(Location annotation dataset excerpts)

___

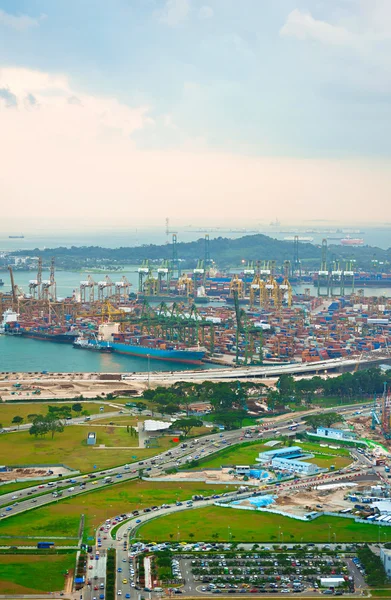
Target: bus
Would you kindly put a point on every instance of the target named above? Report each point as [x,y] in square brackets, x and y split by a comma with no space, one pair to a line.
[45,544]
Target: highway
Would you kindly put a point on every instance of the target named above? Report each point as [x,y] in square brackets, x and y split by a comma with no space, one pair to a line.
[260,372]
[23,500]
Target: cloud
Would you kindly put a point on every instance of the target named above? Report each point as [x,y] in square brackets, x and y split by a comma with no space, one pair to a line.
[303,26]
[206,12]
[174,12]
[19,22]
[80,163]
[8,97]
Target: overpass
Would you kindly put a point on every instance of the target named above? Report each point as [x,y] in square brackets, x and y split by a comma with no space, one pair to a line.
[336,365]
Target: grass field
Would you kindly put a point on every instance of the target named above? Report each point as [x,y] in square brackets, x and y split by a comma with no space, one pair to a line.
[246,454]
[23,541]
[63,518]
[14,487]
[326,461]
[250,526]
[29,574]
[70,448]
[9,410]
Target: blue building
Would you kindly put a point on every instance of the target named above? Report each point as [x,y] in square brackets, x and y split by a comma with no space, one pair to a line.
[290,453]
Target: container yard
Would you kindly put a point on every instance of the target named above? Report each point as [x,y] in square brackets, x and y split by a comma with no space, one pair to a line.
[259,321]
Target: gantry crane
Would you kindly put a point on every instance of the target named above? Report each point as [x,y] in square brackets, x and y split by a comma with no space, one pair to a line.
[35,285]
[87,290]
[105,289]
[236,285]
[185,285]
[323,273]
[122,289]
[163,274]
[143,272]
[49,285]
[285,288]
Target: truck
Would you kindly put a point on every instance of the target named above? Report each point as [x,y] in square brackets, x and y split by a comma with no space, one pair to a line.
[45,544]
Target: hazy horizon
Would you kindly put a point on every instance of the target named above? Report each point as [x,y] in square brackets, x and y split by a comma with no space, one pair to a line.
[208,112]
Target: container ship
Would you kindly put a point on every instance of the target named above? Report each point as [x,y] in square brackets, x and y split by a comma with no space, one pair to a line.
[93,344]
[48,335]
[157,350]
[146,346]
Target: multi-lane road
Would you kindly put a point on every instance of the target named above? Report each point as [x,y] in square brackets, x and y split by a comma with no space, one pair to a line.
[42,494]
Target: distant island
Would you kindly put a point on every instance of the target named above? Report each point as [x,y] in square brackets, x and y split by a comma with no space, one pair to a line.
[224,251]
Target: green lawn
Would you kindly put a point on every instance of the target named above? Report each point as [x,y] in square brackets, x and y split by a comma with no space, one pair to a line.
[70,448]
[8,410]
[24,574]
[251,526]
[14,487]
[327,461]
[25,541]
[246,454]
[63,517]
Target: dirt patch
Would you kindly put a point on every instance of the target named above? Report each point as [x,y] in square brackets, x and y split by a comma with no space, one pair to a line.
[68,584]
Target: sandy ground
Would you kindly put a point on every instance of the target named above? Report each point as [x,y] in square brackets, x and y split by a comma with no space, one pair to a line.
[32,472]
[63,385]
[212,476]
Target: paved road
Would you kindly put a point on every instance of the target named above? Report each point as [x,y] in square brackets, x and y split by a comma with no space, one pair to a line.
[260,372]
[164,460]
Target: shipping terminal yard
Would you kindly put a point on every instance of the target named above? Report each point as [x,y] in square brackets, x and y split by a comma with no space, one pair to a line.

___

All of the material above needs to be restated exactly, with no pictures.

> [FULL SOLUTION]:
Target: bus
Would you kindly put a point on every instance of the target named above? Report each point as [x,y] in square brackets, x and y split by a comma with no space, one pair to a line.
[45,544]
Target: highway
Would you kindly put a point on every instance of the target named above? Report each point as [x,y] in square brackets, x and y split by a comma with no space, one pair to a line.
[260,372]
[23,500]
Target: cloud
Would you kindly put a point on every instance of the target named above? Report each point as [x,y] in square brackets, x and y split by a comma with no space, one pair to a line.
[303,26]
[206,12]
[174,12]
[19,22]
[80,163]
[8,97]
Target: overpass
Would you kindly put a point on every instance of the target named above? Report each point as [x,y] in square brackets, x and y split by a comma with no space, one pair to a line.
[336,365]
Target: grass field
Would you kindly put a point on every instance of the target named above? Report each point as [x,y] in square brackets, x and y split by a comma with no space, one pair to a line.
[246,454]
[23,541]
[63,518]
[14,487]
[326,461]
[250,526]
[29,574]
[70,448]
[9,410]
Target: blue building
Would you kindly put a point on every instance of the target named above? Report each point as [x,y] in square brackets, x and y split by a comma with no space, one pair to a line.
[290,453]
Target: container yard
Would you kindly put a point on every instance of the target named above? Report each point as [x,y] in square brackets, x and y split by a comma with no space, one pair to a line.
[259,321]
Target: gantry crane
Would you kindly put a point on every instance of the target named above? Report each point as [x,y] in square brackets, x and y split by a comma with no space, one pair to a line.
[35,285]
[87,290]
[105,289]
[236,285]
[185,285]
[323,273]
[122,289]
[163,274]
[143,272]
[49,285]
[285,288]
Target: truck
Would you kindly put a point on every instance of the target named above? Report each point as [x,y] in square brackets, x and y split by a comma with no space, one pair to a line.
[45,544]
Target: hazy horizon
Would you kindly put a point on every instance of the target named above? Report each point as [x,y] in square brackets, x and y split by a comma with no space, one pair to a line.
[208,112]
Target: container ship
Would you kindly put a point on every instance of the target named above? Report each point as [x,y] in square brackets, x and y split by a comma with no space, one pair to a line.
[93,344]
[48,335]
[157,350]
[146,346]
Target: multi-lane road
Would you kindly put a point on every instance of the target named above? Report each point as [x,y] in square brackets, x and y split by a comma with no space, one pair to a line.
[42,494]
Target: distant island
Would you kindly put a point on every instance of the target named above? Report each point as [x,y] in square brackets, x and y split by a comma with no space, one pair to a line.
[224,251]
Target: green lawn
Would you kindly put a point on every instance of the target named above? Report each point as [x,y] in square brackets, x and y split by a comma with no space, one pair to a line.
[70,448]
[8,410]
[24,574]
[251,526]
[14,487]
[327,461]
[25,541]
[246,454]
[63,517]
Target: dirt patch
Would you kindly put a point on every instance of the target named above? Report each point as [x,y] in square brackets, x and y split by a comma with no space, one pair to a line.
[68,584]
Target: sandy ground
Would you kindly put a point on every instance of the target named above? Report each point as [x,y] in square brackets, x and y split by a comma with no space, one pair to a line.
[32,472]
[63,385]
[212,476]
Target: paved road
Would you kindly put a point on every instance of the target named above? Report each point as [x,y] in square brackets, x and y split by a comma with no space, one pair to a line.
[260,372]
[164,460]
Target: shipping terminal yard
Would you kindly put a point on every instance of the target named above? Report each point as [x,y] in square brackets, x and y split by a comma with no space, one pair to a line.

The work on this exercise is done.